YOUR TASK:
Each record should be set down again so that it matches the original exactly.
::::
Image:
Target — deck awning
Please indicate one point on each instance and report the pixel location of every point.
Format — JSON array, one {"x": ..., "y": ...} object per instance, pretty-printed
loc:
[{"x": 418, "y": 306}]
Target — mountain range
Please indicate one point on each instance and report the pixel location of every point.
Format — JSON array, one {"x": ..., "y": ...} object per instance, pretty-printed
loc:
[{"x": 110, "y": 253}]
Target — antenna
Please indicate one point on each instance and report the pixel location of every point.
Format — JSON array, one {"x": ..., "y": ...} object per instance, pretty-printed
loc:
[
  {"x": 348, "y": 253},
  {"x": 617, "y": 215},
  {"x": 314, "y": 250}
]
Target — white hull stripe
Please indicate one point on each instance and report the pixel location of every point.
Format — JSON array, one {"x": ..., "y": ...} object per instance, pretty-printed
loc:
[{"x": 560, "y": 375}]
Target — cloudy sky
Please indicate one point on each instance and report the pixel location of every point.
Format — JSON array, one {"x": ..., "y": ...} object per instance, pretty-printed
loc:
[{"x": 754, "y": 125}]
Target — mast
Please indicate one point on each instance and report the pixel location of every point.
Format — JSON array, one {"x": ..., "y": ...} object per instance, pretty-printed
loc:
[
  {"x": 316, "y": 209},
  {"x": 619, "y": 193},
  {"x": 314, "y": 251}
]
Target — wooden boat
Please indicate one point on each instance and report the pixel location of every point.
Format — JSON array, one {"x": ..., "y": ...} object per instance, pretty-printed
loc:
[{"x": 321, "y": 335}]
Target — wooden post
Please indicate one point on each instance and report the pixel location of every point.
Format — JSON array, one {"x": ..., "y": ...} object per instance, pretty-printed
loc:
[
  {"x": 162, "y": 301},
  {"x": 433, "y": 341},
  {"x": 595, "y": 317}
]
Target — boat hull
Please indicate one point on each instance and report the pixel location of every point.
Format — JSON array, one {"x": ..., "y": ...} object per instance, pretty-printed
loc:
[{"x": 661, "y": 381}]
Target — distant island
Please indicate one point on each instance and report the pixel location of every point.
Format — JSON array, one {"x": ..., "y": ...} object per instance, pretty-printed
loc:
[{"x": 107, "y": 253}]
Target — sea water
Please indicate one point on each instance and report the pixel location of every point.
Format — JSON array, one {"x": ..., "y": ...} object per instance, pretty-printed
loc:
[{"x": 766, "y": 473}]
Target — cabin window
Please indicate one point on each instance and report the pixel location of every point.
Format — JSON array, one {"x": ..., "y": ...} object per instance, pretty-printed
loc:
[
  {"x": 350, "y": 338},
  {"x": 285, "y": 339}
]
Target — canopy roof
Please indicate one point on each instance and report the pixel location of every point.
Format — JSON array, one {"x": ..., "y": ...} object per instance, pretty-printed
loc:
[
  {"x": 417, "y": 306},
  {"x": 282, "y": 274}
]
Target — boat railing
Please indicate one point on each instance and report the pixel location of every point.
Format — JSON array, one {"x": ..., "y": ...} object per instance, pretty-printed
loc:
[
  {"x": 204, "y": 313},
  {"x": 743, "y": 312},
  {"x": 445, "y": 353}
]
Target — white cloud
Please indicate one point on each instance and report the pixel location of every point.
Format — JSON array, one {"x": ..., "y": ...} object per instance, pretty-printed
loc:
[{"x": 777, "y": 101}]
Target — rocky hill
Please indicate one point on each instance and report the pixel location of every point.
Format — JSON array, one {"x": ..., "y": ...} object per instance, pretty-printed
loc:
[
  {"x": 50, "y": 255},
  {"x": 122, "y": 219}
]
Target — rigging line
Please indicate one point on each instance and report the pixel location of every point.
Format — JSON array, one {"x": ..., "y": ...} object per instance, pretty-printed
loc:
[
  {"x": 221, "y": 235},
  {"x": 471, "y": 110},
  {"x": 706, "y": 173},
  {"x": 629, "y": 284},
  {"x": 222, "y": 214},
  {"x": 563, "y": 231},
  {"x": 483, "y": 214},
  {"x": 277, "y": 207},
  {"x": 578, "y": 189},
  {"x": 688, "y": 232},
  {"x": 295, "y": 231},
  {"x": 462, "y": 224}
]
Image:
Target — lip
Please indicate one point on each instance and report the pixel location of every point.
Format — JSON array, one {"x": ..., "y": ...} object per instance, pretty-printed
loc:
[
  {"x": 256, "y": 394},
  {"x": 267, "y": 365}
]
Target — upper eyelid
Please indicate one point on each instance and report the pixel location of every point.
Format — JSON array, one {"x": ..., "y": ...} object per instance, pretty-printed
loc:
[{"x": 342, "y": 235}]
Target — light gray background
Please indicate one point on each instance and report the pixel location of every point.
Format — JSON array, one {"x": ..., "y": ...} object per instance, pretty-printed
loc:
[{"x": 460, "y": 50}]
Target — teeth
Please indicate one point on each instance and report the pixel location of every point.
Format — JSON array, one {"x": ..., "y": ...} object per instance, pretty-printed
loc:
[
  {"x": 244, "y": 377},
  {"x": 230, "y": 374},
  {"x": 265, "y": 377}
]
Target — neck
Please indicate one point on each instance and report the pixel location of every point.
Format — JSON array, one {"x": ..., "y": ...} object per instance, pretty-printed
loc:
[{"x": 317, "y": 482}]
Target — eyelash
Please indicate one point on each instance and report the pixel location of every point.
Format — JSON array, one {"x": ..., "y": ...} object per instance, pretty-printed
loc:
::::
ANSWER SECTION:
Image:
Target — deck awning
Please indicate one point on each instance and report the pixel location of every point.
Format — JSON array, one {"x": ..., "y": ...} object per instance, pretty-printed
loc:
[{"x": 418, "y": 306}]
Target — mountain range
Please indicate one point on each instance and report the pixel location of every point.
Format — JSON array, one {"x": ..., "y": ...} object per instance, pretty-printed
loc:
[{"x": 110, "y": 253}]
Target — antenna
Please indicate one point on each instance and report the pixel location of every point.
Format — JSON array, one {"x": ..., "y": ...} object per instance, pretty-printed
loc:
[
  {"x": 348, "y": 253},
  {"x": 617, "y": 215},
  {"x": 314, "y": 250}
]
Target — white hull stripe
Please indicate one point on each instance and report the pixel location of every point.
Format — JSON array, one {"x": ..., "y": ...} object per instance, pretty-printed
loc:
[{"x": 560, "y": 375}]
Target — cloudy sky
Please indicate one point on each instance and report the pixel location of every point.
Format — JSON array, one {"x": ..., "y": ...} object per instance, pretty-printed
loc:
[{"x": 754, "y": 125}]
Target — mast
Please indicate one point on each instance and report the pixel location of every point.
Format — JSON array, one {"x": ..., "y": ...} object per instance, pretty-printed
loc:
[
  {"x": 316, "y": 209},
  {"x": 619, "y": 193},
  {"x": 314, "y": 251}
]
Target — wooden boat
Please indicate one point on each instance and report the pixel location of every point.
Format — JSON array, one {"x": ..., "y": ...} object per instance, pretty-printed
loc:
[{"x": 321, "y": 335}]
Target — wooden post
Please indicate one point on each instance and report the pixel location of every point.
Format — JSON array, one {"x": ..., "y": ...} object per instance, pretty-printed
loc:
[
  {"x": 162, "y": 301},
  {"x": 433, "y": 341},
  {"x": 595, "y": 317}
]
Target — boat hull
Please indicate one point on each instance and report the pixel location of every point.
Format — JSON array, one {"x": ..., "y": ...} object per instance, pretty-printed
loc:
[{"x": 661, "y": 381}]
Target — distant island
Please indicate one point on each instance and report the pixel location of every point.
Format — JSON array, one {"x": ..., "y": ...} object per instance, pretty-printed
loc:
[{"x": 107, "y": 253}]
Target — sea water
Please indicate one point on each instance and report the pixel location of every point.
Format — JSON array, one {"x": ..., "y": ...} object per instance, pretty-printed
loc:
[{"x": 766, "y": 473}]
Target — cabin window
Please indicate one point on each instance and report the pixel location of every point.
Format — JSON array, one {"x": ..., "y": ...} object per instance, pretty-printed
loc:
[
  {"x": 350, "y": 338},
  {"x": 285, "y": 339}
]
Target — canopy roof
Please indicate one point on each instance and report the pixel location of every point.
Format — JSON array, one {"x": ..., "y": ...} object per instance, pretty-printed
loc:
[
  {"x": 417, "y": 306},
  {"x": 282, "y": 274}
]
Target — boat railing
Please indicate one point on each instance and report the pixel location of every point.
Format — JSON array, one {"x": ..., "y": ...} object per instance, pretty-printed
loc:
[
  {"x": 204, "y": 313},
  {"x": 743, "y": 312},
  {"x": 445, "y": 353}
]
Target — white cloud
Please indicate one point on each instance and report the pixel location of every point.
Format — JSON array, one {"x": ..., "y": ...} object per instance, pretty-printed
loc:
[{"x": 777, "y": 101}]
Target — rocky hill
Please indicate one point on each instance and report the pixel location of every point.
Format — JSON array, one {"x": ..., "y": ...} object per instance, pretty-printed
loc:
[
  {"x": 50, "y": 255},
  {"x": 122, "y": 219}
]
Target — rigging line
Please indicate one point on each instance and report the pixel location of every point.
Format — JSON array, one {"x": ..., "y": ...} object per instance, pretty-printed
loc:
[
  {"x": 221, "y": 235},
  {"x": 471, "y": 110},
  {"x": 706, "y": 173},
  {"x": 629, "y": 284},
  {"x": 222, "y": 214},
  {"x": 563, "y": 231},
  {"x": 483, "y": 214},
  {"x": 277, "y": 207},
  {"x": 578, "y": 189},
  {"x": 688, "y": 232},
  {"x": 295, "y": 231},
  {"x": 462, "y": 224}
]
Image:
Target — lip
Please indicate one point on each instance and report the pixel location of every point.
Format — JSON array, one {"x": ..., "y": ...} object per instance, pretty-printed
loc:
[
  {"x": 256, "y": 394},
  {"x": 267, "y": 365}
]
Target — upper eyelid
Please indicate one point on each instance and report the pixel location of every point.
Format — JSON array, one {"x": ..., "y": ...} object per instance, pretty-printed
loc:
[{"x": 342, "y": 235}]
Target — light gray background
Please indicate one point on each instance and report the pixel location of every point.
Format — JSON array, one {"x": ..., "y": ...} object per instance, pretty-printed
loc:
[{"x": 460, "y": 50}]
Target — teeth
Please indicate one point on each instance and report the pixel location of every point.
Format — JSON array, one {"x": ..., "y": ...} object per instance, pretty-printed
loc:
[
  {"x": 244, "y": 377},
  {"x": 230, "y": 374},
  {"x": 265, "y": 377}
]
Target — neck
Please indicate one point on each instance and report the pixel location of every point.
Format — JSON array, one {"x": ..., "y": ...} object per instance, pretty-printed
loc:
[{"x": 317, "y": 482}]
Target — eyelash
Please indicate one point on each instance and report the pixel location of every point.
Format — JSON array, one {"x": ..., "y": ...} object per instance, pretty-printed
loc:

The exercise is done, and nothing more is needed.